▶ _Problem to work on_: Pick out every line in the data below that contains the string "negative", and copy each of those lines in full.
Material for the task Start Marker
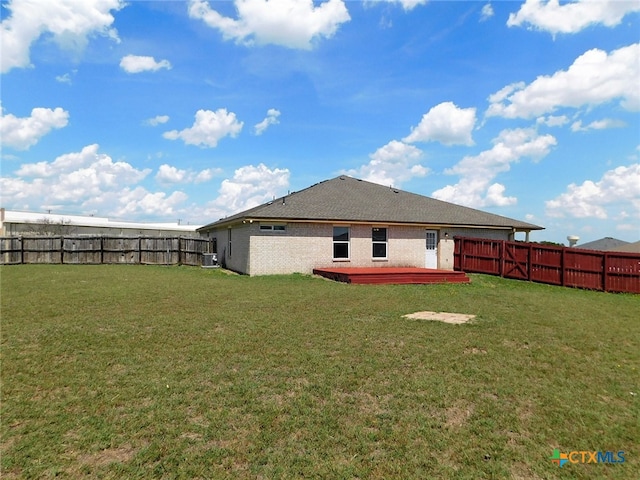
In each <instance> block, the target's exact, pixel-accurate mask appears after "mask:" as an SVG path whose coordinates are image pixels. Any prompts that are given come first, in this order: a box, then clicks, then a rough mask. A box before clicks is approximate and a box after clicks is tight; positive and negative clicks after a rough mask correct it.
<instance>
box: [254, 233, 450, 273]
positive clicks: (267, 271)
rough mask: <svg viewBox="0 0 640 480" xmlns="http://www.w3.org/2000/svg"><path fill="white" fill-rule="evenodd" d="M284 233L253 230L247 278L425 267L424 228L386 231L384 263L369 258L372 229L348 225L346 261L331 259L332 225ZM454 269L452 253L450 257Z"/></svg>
mask: <svg viewBox="0 0 640 480" xmlns="http://www.w3.org/2000/svg"><path fill="white" fill-rule="evenodd" d="M286 228H287V229H286V231H285V232H262V231H260V230H259V226H258V225H253V226H252V232H253V233H254V236H252V237H251V253H250V258H251V262H250V264H251V265H250V269H249V272H247V273H249V274H250V275H268V274H288V273H307V274H309V273H311V272H312V271H313V269H314V268H320V267H332V266H333V267H336V266H337V267H424V262H425V250H424V249H425V238H424V230H425V229H424V228H421V227H406V226H390V227H387V259H386V260H379V259H375V260H374V259H373V258H372V248H373V247H372V240H371V228H372V226H371V225H350V237H351V238H350V258H349V260H334V259H333V225H331V224H314V223H290V224H288V225H287V227H286ZM451 265H453V250H452V253H451Z"/></svg>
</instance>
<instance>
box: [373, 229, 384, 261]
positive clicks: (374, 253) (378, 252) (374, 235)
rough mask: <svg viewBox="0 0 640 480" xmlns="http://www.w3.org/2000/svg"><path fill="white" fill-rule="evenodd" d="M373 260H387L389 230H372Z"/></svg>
mask: <svg viewBox="0 0 640 480" xmlns="http://www.w3.org/2000/svg"><path fill="white" fill-rule="evenodd" d="M371 242H372V244H373V254H372V255H373V258H387V229H386V228H372V229H371Z"/></svg>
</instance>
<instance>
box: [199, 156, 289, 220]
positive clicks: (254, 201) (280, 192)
mask: <svg viewBox="0 0 640 480" xmlns="http://www.w3.org/2000/svg"><path fill="white" fill-rule="evenodd" d="M289 176H290V172H289V170H288V169H286V168H285V169H280V168H274V169H269V168H268V167H267V166H266V165H264V164H263V163H261V164H259V165H257V166H254V165H247V166H244V167H241V168H238V169H237V170H236V171H235V172H234V175H233V178H232V179H226V180H224V181H223V182H222V185H221V186H220V190H219V192H218V193H219V196H218V198H217V199H216V200H215V201H213V202H212V203H211V204H209V205H208V206H207V209H208V214H209V215H214V212H215V213H218V214H220V215H227V214H232V213H237V212H240V211H242V210H245V209H248V208H252V207H256V206H258V205H261V204H262V203H265V202H268V201H269V200H271V199H272V198H274V197H277V196H280V195H281V194H282V193H283V191H284V190H286V189H287V187H288V186H289Z"/></svg>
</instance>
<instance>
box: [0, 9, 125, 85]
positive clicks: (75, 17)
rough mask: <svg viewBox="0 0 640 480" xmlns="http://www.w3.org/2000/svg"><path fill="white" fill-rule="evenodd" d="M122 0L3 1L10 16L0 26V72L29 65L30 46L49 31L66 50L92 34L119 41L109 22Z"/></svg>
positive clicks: (83, 42) (29, 64) (77, 43)
mask: <svg viewBox="0 0 640 480" xmlns="http://www.w3.org/2000/svg"><path fill="white" fill-rule="evenodd" d="M124 5H125V4H124V2H122V1H121V0H56V1H49V0H13V1H10V2H9V3H8V4H6V7H7V9H8V10H9V11H10V12H11V15H10V16H8V17H7V18H5V19H4V20H3V21H2V24H1V25H0V39H1V41H2V56H1V71H2V72H3V73H5V72H8V71H9V70H11V69H12V68H24V67H28V66H29V65H30V59H29V51H30V48H31V45H32V44H33V43H34V42H35V41H37V40H38V39H39V38H40V37H41V36H42V35H44V34H51V35H52V36H53V39H54V41H55V42H56V43H58V45H59V46H60V47H62V48H66V49H76V50H79V49H82V48H84V47H85V46H86V44H87V42H88V38H89V36H91V35H94V34H98V35H103V36H107V37H110V38H111V39H113V40H115V41H119V40H118V34H117V32H116V30H115V29H114V28H111V24H112V23H113V21H114V18H113V15H112V14H111V11H112V10H119V9H121V8H123V7H124Z"/></svg>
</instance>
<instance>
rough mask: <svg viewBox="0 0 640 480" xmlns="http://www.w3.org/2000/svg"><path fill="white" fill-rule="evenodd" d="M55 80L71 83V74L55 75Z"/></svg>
mask: <svg viewBox="0 0 640 480" xmlns="http://www.w3.org/2000/svg"><path fill="white" fill-rule="evenodd" d="M56 82H60V83H66V84H67V85H71V75H69V74H68V73H65V74H64V75H58V76H56Z"/></svg>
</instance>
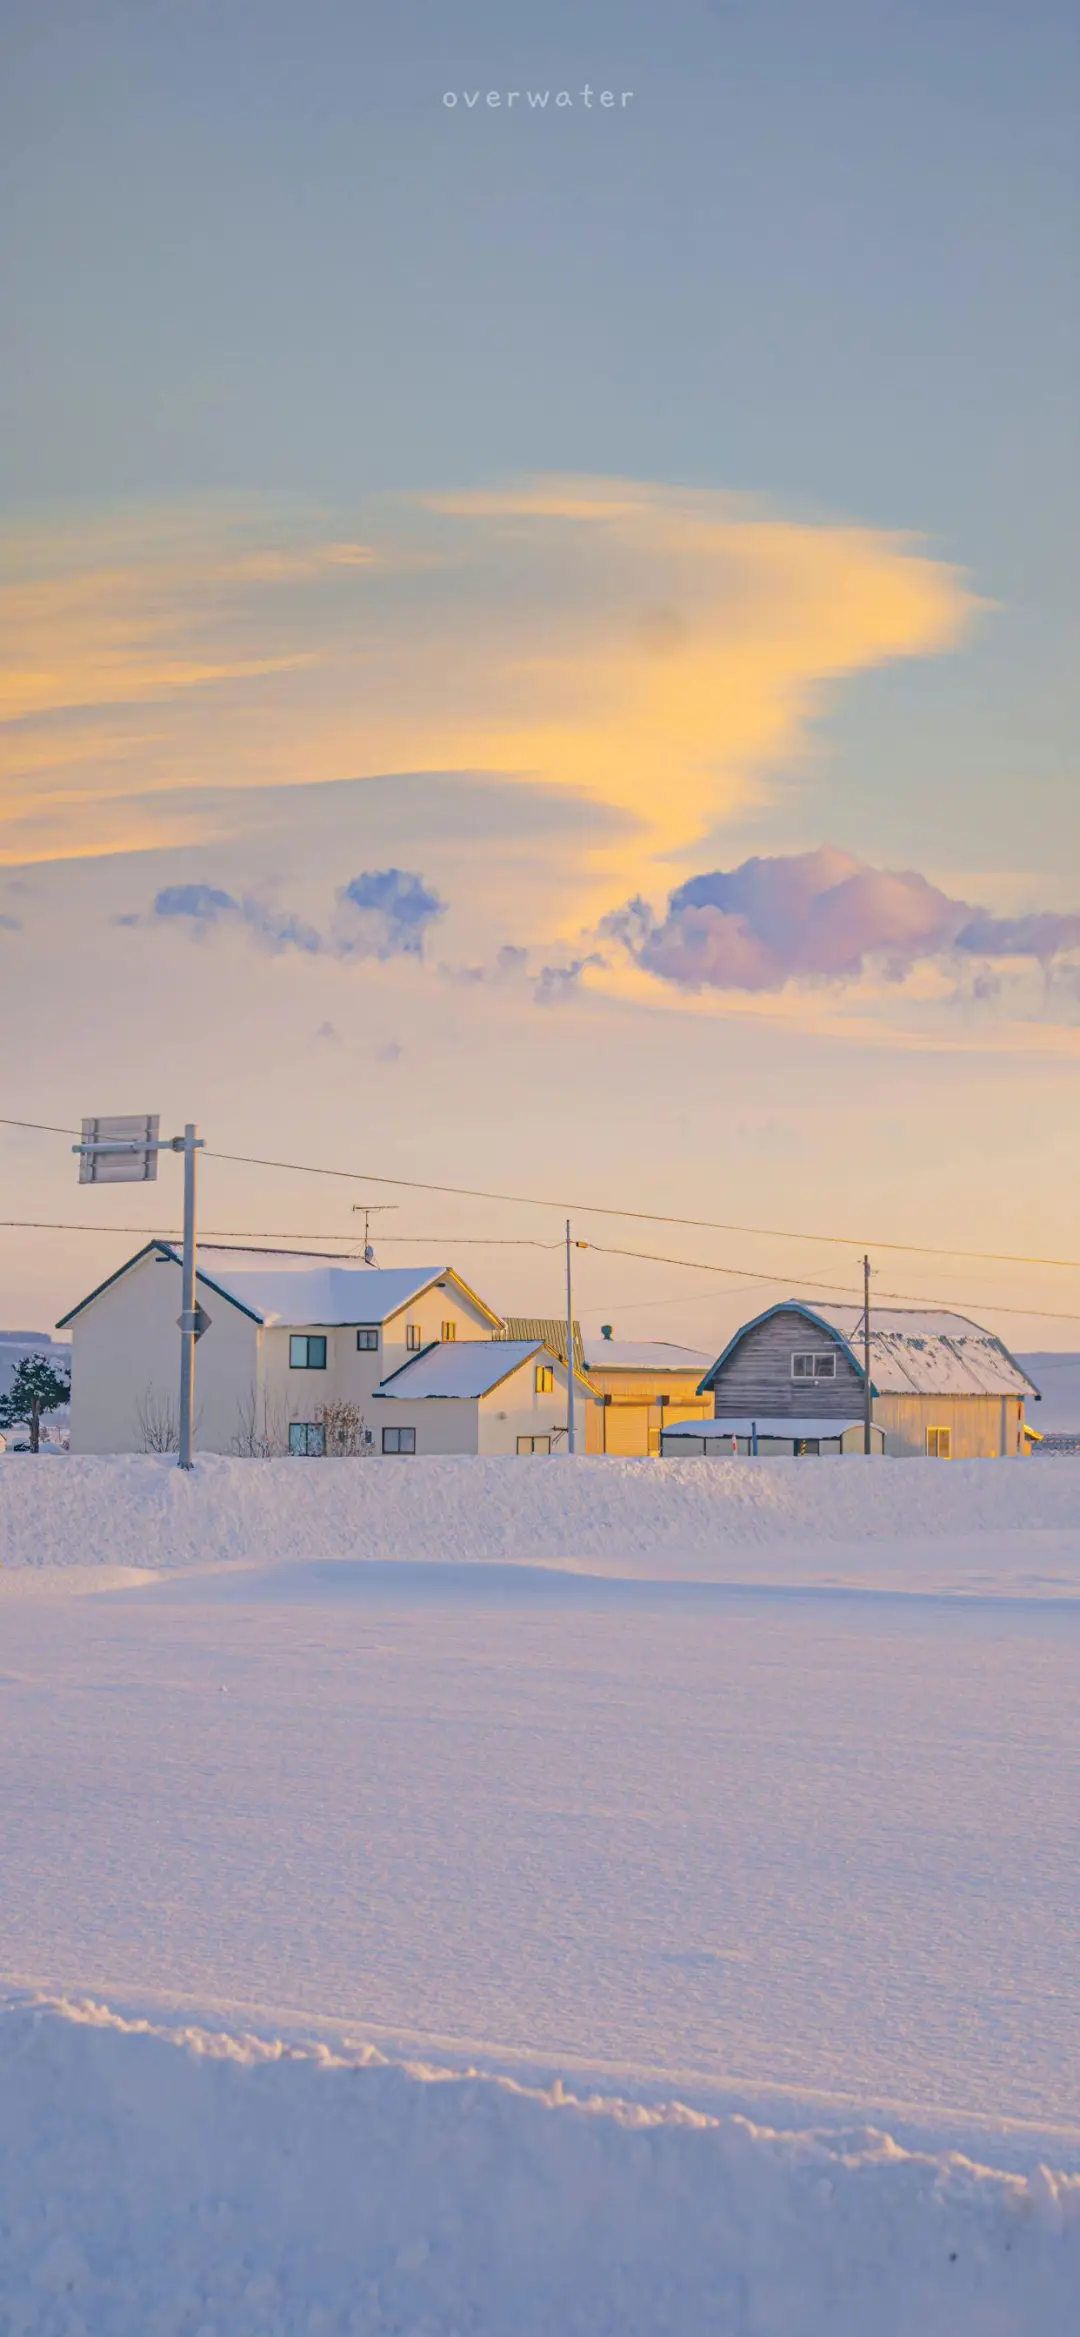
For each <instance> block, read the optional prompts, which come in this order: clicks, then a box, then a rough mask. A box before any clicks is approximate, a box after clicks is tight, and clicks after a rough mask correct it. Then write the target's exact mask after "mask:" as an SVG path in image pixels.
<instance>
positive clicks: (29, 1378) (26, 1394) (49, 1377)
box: [0, 1355, 70, 1454]
mask: <svg viewBox="0 0 1080 2337" xmlns="http://www.w3.org/2000/svg"><path fill="white" fill-rule="evenodd" d="M68 1400H70V1372H58V1369H56V1365H51V1362H49V1358H47V1355H21V1358H19V1362H16V1367H14V1376H12V1386H9V1391H7V1395H0V1428H19V1426H21V1423H23V1421H28V1423H30V1451H33V1454H35V1451H40V1444H42V1416H44V1414H47V1412H58V1409H61V1405H65V1402H68Z"/></svg>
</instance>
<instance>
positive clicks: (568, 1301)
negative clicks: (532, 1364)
mask: <svg viewBox="0 0 1080 2337" xmlns="http://www.w3.org/2000/svg"><path fill="white" fill-rule="evenodd" d="M570 1246H573V1243H570V1220H566V1451H568V1454H573V1451H577V1437H575V1419H573V1274H570Z"/></svg>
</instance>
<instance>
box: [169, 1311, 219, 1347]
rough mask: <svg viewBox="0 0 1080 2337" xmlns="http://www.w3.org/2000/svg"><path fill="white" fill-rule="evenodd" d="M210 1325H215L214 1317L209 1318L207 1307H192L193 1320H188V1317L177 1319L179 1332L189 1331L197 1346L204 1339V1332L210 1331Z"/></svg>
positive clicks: (178, 1316) (192, 1315)
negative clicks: (206, 1312)
mask: <svg viewBox="0 0 1080 2337" xmlns="http://www.w3.org/2000/svg"><path fill="white" fill-rule="evenodd" d="M210 1323H213V1316H208V1313H206V1306H199V1304H194V1306H192V1320H187V1316H178V1318H175V1327H178V1330H189V1332H192V1339H194V1341H196V1344H199V1339H201V1337H203V1330H210Z"/></svg>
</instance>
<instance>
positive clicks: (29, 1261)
mask: <svg viewBox="0 0 1080 2337" xmlns="http://www.w3.org/2000/svg"><path fill="white" fill-rule="evenodd" d="M0 47H2V72H0V82H2V138H0V173H2V182H5V185H2V199H5V220H7V222H9V229H7V234H5V238H2V248H0V313H2V315H5V365H2V374H0V418H2V428H0V559H2V575H0V984H2V998H5V1014H2V1017H0V1066H2V1094H5V1098H7V1103H5V1110H7V1115H9V1117H16V1119H19V1117H21V1119H40V1122H51V1124H58V1126H63V1129H65V1126H70V1124H72V1122H77V1119H79V1117H82V1112H105V1110H159V1112H161V1115H164V1119H168V1122H173V1119H175V1122H178V1124H182V1122H185V1119H189V1117H194V1119H199V1124H201V1129H203V1133H206V1138H208V1145H210V1147H215V1150H217V1152H245V1154H259V1157H274V1159H288V1161H313V1164H320V1161H323V1164H332V1166H339V1168H353V1171H360V1173H362V1176H365V1178H369V1183H365V1185H358V1187H355V1190H353V1187H348V1185H346V1183H332V1180H320V1178H299V1176H290V1173H281V1171H255V1168H241V1166H236V1164H227V1161H220V1159H210V1157H208V1159H206V1171H203V1222H206V1227H213V1229H229V1232H236V1234H306V1236H323V1234H325V1236H344V1234H351V1232H353V1229H355V1222H358V1220H353V1218H351V1204H353V1201H355V1199H369V1201H381V1204H393V1211H390V1208H388V1213H386V1215H383V1218H379V1220H374V1225H376V1229H379V1243H381V1253H379V1255H381V1257H386V1260H393V1262H407V1260H421V1262H428V1255H430V1260H432V1262H442V1260H444V1257H454V1262H458V1264H461V1269H463V1271H465V1274H468V1276H470V1281H472V1283H475V1285H477V1288H479V1290H482V1292H484V1295H486V1297H489V1299H491V1302H493V1304H496V1306H503V1309H505V1311H526V1309H528V1311H556V1309H559V1304H561V1283H559V1253H556V1250H554V1248H552V1243H554V1241H556V1236H559V1229H561V1215H566V1204H575V1225H577V1232H580V1234H582V1239H589V1241H591V1243H603V1248H589V1250H584V1253H580V1311H582V1316H584V1320H587V1325H591V1327H596V1325H598V1320H601V1318H603V1320H612V1318H615V1320H617V1330H619V1332H622V1334H624V1337H676V1339H690V1341H692V1344H694V1346H701V1348H704V1351H715V1346H718V1341H720V1339H722V1337H725V1334H727V1332H729V1330H732V1327H734V1323H736V1320H741V1318H743V1316H746V1313H753V1311H757V1309H760V1306H762V1304H767V1302H769V1299H771V1297H778V1295H785V1290H788V1288H795V1290H799V1288H802V1290H806V1292H811V1288H814V1285H818V1288H821V1290H823V1292H825V1288H830V1290H837V1292H846V1290H853V1288H856V1267H858V1255H860V1250H863V1246H865V1243H870V1246H872V1253H874V1269H877V1285H879V1288H881V1292H886V1290H888V1292H900V1295H909V1297H933V1299H944V1302H958V1304H963V1306H968V1309H970V1311H972V1313H977V1316H979V1318H984V1320H989V1323H991V1325H994V1327H996V1330H1001V1332H1003V1337H1005V1339H1008V1341H1010V1344H1012V1346H1019V1348H1038V1346H1078V1344H1080V1269H1071V1267H1066V1264H1057V1267H1050V1264H1012V1262H1008V1257H1012V1255H1017V1257H1031V1255H1033V1257H1040V1260H1071V1257H1080V1234H1078V1229H1075V1159H1078V1138H1080V1126H1078V1103H1075V1096H1078V1070H1080V811H1078V785H1075V781H1078V748H1075V699H1073V673H1075V631H1078V582H1075V540H1078V516H1080V514H1078V509H1075V502H1078V451H1080V449H1078V423H1075V383H1078V341H1080V332H1078V323H1080V320H1078V297H1075V229H1078V175H1075V105H1078V96H1080V56H1078V47H1080V44H1078V28H1075V14H1073V9H1066V5H1064V0H1031V5H1029V7H1026V9H1019V7H1017V5H1015V0H933V5H930V0H905V7H895V5H891V0H821V5H818V7H814V9H809V7H806V5H804V0H755V5H753V7H750V5H748V0H676V5H669V7H664V9H659V7H655V5H643V0H619V5H615V0H575V5H568V0H545V7H542V9H540V7H528V9H524V7H519V9H507V7H505V5H496V0H461V5H451V0H376V5H372V0H306V5H304V7H297V5H292V7H285V5H283V0H229V7H220V0H213V5H210V0H159V5H145V0H94V7H89V5H84V0H54V5H49V9H42V7H40V5H30V0H9V7H7V9H5V28H2V35H0ZM587 89H589V93H591V103H587V100H584V91H587ZM512 91H514V93H517V96H514V103H510V93H512ZM531 91H533V96H540V93H542V91H549V98H547V105H531V103H528V93H531ZM603 91H610V93H612V96H615V100H617V103H612V105H603V103H601V93H603ZM489 93H491V96H493V98H498V103H489ZM559 93H563V96H566V98H568V100H570V103H563V105H559ZM449 98H454V100H456V103H446V100H449ZM470 100H475V103H470ZM0 1168H2V1187H0V1194H2V1215H5V1218H12V1220H28V1218H35V1220H68V1222H70V1225H72V1227H82V1225H94V1227H101V1232H77V1229H72V1232H63V1234H61V1232H44V1229H42V1232H30V1229H21V1227H19V1229H14V1227H12V1229H0V1320H5V1323H14V1325H19V1323H21V1325H44V1323H49V1320H51V1318H54V1316H56V1313H61V1311H63V1309H65V1306H68V1304H72V1302H75V1299H77V1297H79V1295H82V1292H84V1290H86V1288H91V1283H94V1281H98V1278H101V1276H103V1274H105V1271H110V1267H112V1264H117V1262H119V1257H122V1255H126V1250H129V1248H133V1246H136V1243H133V1239H131V1236H129V1234H126V1227H168V1225H171V1222H173V1220H175V1206H178V1194H175V1178H173V1168H171V1166H168V1164H166V1166H164V1171H161V1183H159V1187H157V1192H154V1194H150V1197H147V1194H140V1192H138V1190H129V1194H126V1197H124V1192H110V1194H79V1192H77V1185H75V1164H72V1159H70V1152H68V1147H65V1143H63V1138H56V1136H44V1133H28V1131H16V1129H7V1131H5V1129H2V1126H0ZM379 1178H416V1180H421V1183H430V1185H461V1187H486V1190H500V1192H512V1194H538V1197H547V1199H552V1204H556V1206H552V1208H549V1211H519V1208H512V1206H505V1204H484V1201H468V1199H454V1197H437V1194H421V1192H416V1194H411V1192H407V1190H404V1187H400V1190H397V1187H390V1185H381V1183H379ZM589 1201H596V1204H615V1206H619V1208H626V1211H659V1213H666V1215H671V1218H706V1220H718V1222H720V1225H725V1227H760V1229H790V1232H795V1234H804V1236H811V1234H832V1236H839V1241H837V1246H825V1243H816V1241H811V1239H802V1241H785V1239H778V1234H774V1232H760V1234H753V1236H750V1234H736V1232H732V1234H722V1232H708V1229H701V1227H699V1229H690V1227H683V1229H678V1227H659V1225H648V1222H634V1220H631V1218H626V1220H603V1218H591V1215H589V1213H587V1206H584V1204H589ZM517 1236H531V1243H535V1246H531V1248H524V1246H521V1248H519V1246H514V1239H517ZM489 1243H491V1246H489ZM886 1243H898V1246H905V1243H912V1246H919V1243H926V1246H930V1248H933V1250H937V1253H942V1255H923V1253H916V1250H912V1255H907V1253H905V1250H902V1248H895V1250H888V1248H884V1246H886ZM622 1250H636V1253H641V1250H645V1253H655V1260H657V1262H643V1260H641V1257H626V1255H619V1253H622ZM977 1250H982V1253H998V1255H996V1257H994V1260H989V1257H986V1260H977V1257H963V1255H956V1253H977ZM949 1253H954V1255H949ZM1001 1253H1005V1255H1001ZM697 1264H711V1267H718V1269H725V1271H715V1274H706V1271H697Z"/></svg>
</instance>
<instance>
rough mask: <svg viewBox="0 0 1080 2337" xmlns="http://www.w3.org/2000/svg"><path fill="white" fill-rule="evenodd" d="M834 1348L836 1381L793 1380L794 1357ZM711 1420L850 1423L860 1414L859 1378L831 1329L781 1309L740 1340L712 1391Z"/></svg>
Material for the task End Marker
▶ _Your response_:
In each <instance> block, the target's exact, pixel-accurate mask appears after "mask:" as an SVG path whose coordinates are image pixels. Any prompts that are given come first, in this order: a box, then clicks, then a rough mask. A box before clicks is approximate and a box after clicks is tight; positive and negative clicks after a rough mask correct it.
negative clicks: (532, 1364)
negative clicks: (206, 1312)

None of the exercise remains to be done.